**WHAT NEEDS TO BE DONE**:
Count how many lines in the records below contain the word "Example". Reply with the number only.

**DATASET ROWS**:
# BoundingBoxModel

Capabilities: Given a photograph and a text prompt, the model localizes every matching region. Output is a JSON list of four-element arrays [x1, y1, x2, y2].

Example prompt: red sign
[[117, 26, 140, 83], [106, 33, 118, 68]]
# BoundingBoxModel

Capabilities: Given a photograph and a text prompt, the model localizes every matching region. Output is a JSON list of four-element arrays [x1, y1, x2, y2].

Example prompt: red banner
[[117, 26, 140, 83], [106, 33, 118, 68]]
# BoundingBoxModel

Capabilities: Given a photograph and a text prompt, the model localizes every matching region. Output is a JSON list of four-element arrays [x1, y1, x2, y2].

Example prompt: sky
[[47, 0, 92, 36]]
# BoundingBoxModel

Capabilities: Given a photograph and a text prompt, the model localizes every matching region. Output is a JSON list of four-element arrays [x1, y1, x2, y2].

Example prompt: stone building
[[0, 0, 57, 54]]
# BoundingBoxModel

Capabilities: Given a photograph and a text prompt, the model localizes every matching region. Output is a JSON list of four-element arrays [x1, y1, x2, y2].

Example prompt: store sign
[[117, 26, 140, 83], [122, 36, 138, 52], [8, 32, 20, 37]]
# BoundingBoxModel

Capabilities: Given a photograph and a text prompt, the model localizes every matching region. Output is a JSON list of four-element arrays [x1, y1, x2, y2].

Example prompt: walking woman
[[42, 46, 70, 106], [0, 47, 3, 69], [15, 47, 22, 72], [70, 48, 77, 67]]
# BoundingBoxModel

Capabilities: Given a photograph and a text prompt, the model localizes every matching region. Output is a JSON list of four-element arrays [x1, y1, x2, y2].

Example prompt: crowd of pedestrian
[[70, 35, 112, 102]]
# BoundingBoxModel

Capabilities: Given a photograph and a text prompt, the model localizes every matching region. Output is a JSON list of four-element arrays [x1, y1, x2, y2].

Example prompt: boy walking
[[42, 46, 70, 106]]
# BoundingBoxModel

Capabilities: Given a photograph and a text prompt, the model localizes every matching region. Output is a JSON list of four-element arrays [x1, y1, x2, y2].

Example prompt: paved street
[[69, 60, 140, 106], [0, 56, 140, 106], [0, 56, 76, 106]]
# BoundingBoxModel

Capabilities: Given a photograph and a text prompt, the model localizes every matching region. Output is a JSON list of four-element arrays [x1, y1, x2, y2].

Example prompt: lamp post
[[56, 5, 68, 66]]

**TASK RESPONSE**:
10